● Исходный материал
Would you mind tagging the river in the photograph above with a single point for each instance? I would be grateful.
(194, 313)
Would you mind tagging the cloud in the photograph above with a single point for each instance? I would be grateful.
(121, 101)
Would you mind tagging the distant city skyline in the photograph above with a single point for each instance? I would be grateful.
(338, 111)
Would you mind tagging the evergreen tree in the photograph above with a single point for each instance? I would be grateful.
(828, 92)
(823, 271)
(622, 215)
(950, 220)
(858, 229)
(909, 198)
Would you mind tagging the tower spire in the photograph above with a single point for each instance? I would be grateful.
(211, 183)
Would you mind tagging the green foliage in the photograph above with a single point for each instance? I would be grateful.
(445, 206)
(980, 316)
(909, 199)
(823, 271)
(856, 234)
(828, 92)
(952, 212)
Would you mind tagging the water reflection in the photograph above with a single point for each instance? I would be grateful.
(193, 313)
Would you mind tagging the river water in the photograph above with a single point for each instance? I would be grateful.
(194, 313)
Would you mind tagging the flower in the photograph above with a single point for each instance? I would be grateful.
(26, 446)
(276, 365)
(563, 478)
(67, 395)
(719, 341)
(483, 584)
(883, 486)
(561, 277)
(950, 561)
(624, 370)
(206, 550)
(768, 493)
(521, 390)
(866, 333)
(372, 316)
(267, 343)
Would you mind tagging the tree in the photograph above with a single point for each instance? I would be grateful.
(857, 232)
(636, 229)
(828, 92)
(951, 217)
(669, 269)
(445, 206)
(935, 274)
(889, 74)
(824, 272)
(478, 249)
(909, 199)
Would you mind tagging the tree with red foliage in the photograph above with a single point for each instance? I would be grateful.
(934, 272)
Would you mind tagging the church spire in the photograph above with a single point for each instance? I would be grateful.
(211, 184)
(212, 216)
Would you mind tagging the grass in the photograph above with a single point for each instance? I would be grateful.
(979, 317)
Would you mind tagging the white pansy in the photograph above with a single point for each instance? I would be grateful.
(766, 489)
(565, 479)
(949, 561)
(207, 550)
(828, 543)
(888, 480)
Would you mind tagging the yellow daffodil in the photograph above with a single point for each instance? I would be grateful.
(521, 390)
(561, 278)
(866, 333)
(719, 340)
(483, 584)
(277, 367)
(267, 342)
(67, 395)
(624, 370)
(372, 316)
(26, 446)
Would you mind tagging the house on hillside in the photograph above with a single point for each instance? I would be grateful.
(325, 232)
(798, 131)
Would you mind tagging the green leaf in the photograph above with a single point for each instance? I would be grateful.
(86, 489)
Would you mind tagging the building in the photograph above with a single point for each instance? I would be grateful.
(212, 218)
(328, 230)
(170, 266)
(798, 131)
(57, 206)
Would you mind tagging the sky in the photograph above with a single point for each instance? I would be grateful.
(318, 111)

● Суть задания
Перепишите весь перечень выше, заменив "tagging" на "marking". Все остальное должно остаться без изменений.

● Полный результат
Would you mind marking the river in the photograph above with a single point for each instance? I would be grateful.
(194, 313)
Would you mind marking the cloud in the photograph above with a single point for each instance? I would be grateful.
(121, 101)
Would you mind marking the distant city skyline in the photograph above with a single point for each instance? I would be grateful.
(338, 111)
Would you mind marking the evergreen tree in the photograph above with a single point for each instance? I would be grateful.
(828, 92)
(823, 271)
(622, 215)
(950, 220)
(858, 229)
(909, 198)
Would you mind marking the tower spire in the photograph above with a single point for each instance? I would be grateful.
(211, 183)
Would you mind marking the green foliage in the photograph above with a single point for each instance? I would be grateful.
(445, 206)
(980, 316)
(909, 199)
(823, 271)
(856, 234)
(828, 92)
(952, 212)
Would you mind marking the water reflection in the photograph above with a single point for each instance? I would be grateful.
(193, 313)
Would you mind marking the river water in the photograph above with a single point for each instance? I would be grateful.
(194, 313)
Would you mind marking the flower in the photograph above with a single point for each instance? I would be grateful.
(26, 446)
(276, 365)
(563, 478)
(67, 395)
(719, 341)
(483, 584)
(883, 486)
(561, 277)
(950, 561)
(624, 370)
(206, 550)
(768, 493)
(521, 390)
(866, 333)
(372, 316)
(267, 343)
Would you mind marking the tree in the photograph above with a single point for each instance? I would be grateful.
(857, 232)
(636, 229)
(828, 92)
(951, 217)
(669, 269)
(445, 206)
(935, 274)
(889, 74)
(824, 272)
(478, 249)
(909, 199)
Would you mind marking the tree with red foliage in the photograph above with a single point for each instance? I would be grateful.
(934, 272)
Would you mind marking the church spire in the photograph above with a single point for each instance? I would be grateful.
(211, 184)
(212, 216)
Would you mind marking the grass in the photograph above with a single point for each instance? I would be grateful.
(979, 317)
Would you mind marking the white pansy in the photograph above with a single point for each instance? I would be grateful.
(766, 489)
(565, 479)
(949, 561)
(207, 550)
(828, 543)
(888, 480)
Would you mind marking the yellow daffodil in the photograph above with a single point for each instance? I would be grateful.
(521, 390)
(561, 278)
(866, 333)
(719, 340)
(483, 584)
(277, 367)
(267, 342)
(67, 395)
(624, 370)
(372, 316)
(26, 446)
Would you mind marking the house on hillside in the photograph above with a single point for each instance? I would be grateful.
(325, 232)
(798, 131)
Would you mind marking the green leaf in the photograph above with a single point for each instance? I would be grateful.
(86, 489)
Would you mind marking the building in the photograph above with a single point for each instance? I would be grateful.
(212, 218)
(328, 230)
(170, 266)
(798, 131)
(57, 206)
Would you mind marking the sky in the photograph above with a single point for each instance? I would be grateful.
(318, 111)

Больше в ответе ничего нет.